*** Text section Section Begins ***
But for the resource sector, the defeat of the Parti Quebecois means more than just the removal of the risk of a separation referendum. It means the imminent acceleration of a massive mining development plan that will see an area in northern Quebec twice the size of France — a full 72 per cent of Quebec’s land — transformed over the next quarter century.

It’s called Plan Nord, and it was initially introduced in 2011 by the previous Quebec Liberal government of Jean Charest, whose successor, Pauline Marois, scuttled the project when the PQ came to power. Now the plan is back. Couillard made a slightly revised version of the plan a central part of his electoral platform.

“We’re putting most of it back as it was, because it was an excellent plan of sustainable development for Quebec,” he said, as quoted at Forbes. “Unfortunately the Parti Quebecois basically killed it when they came into office. They have a hostile attitude towards the mining industry, and private activity in general, so it wasn’t long before the signal was sent that this was over.”
*** Text section Section Ends ***
**About this exercise**
Render this sentence from the Plan Nord text in Spanish: "Couillard made a slightly revised version of the plan a central part of his electoral platform."
*** Source material Section Begins ***
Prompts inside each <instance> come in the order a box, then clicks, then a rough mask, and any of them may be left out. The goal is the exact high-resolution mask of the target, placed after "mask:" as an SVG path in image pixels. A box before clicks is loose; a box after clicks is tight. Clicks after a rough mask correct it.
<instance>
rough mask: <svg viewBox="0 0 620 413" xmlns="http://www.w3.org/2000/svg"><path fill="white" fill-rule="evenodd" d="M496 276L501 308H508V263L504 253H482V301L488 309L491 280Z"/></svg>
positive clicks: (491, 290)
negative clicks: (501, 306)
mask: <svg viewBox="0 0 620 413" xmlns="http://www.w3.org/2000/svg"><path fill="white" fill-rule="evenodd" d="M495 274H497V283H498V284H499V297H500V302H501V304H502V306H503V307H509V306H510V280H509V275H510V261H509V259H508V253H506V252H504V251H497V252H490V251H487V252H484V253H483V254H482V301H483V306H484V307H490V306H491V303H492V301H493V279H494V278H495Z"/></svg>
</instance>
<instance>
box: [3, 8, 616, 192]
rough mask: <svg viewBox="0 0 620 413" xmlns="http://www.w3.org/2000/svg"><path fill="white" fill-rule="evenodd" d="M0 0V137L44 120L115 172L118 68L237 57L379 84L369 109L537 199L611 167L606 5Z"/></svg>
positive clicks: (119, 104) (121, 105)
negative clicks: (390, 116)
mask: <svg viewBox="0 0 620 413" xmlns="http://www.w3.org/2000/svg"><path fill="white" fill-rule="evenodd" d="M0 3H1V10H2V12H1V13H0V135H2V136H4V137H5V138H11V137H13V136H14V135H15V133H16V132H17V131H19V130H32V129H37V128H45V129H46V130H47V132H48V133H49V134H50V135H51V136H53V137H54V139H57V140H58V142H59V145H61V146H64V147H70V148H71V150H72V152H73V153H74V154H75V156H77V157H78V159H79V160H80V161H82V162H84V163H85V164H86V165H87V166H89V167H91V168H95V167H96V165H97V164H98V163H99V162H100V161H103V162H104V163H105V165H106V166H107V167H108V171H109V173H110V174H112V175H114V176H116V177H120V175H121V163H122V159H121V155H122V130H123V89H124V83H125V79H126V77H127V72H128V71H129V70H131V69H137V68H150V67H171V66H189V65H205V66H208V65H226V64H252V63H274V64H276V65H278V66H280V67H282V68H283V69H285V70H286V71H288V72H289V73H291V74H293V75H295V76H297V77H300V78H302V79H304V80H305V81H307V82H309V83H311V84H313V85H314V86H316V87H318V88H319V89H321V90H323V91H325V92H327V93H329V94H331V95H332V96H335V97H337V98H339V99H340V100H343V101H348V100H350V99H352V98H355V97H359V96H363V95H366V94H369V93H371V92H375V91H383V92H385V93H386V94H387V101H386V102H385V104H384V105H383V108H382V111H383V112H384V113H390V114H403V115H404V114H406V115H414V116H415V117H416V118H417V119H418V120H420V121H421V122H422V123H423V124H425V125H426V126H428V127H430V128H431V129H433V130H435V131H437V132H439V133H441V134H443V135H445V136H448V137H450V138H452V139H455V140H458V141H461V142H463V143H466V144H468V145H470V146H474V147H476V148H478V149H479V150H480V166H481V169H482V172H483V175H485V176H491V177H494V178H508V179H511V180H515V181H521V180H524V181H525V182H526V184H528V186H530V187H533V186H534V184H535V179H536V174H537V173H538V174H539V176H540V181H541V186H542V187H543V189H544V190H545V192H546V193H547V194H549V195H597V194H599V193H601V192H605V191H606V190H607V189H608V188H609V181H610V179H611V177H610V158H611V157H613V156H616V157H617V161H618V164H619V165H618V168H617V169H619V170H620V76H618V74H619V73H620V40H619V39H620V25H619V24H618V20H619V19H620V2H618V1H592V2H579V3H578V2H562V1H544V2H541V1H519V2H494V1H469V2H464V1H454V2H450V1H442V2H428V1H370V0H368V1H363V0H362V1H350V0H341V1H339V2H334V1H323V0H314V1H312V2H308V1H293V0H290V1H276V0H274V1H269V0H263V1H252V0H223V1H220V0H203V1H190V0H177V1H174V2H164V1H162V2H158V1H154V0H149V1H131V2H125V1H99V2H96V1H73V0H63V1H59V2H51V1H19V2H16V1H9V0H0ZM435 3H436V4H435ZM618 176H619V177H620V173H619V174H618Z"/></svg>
*** Source material Section Ends ***
**Task solution**
Couillard convirtió una versión ligeramente revisada del plan en una parte central de su plataforma electoral.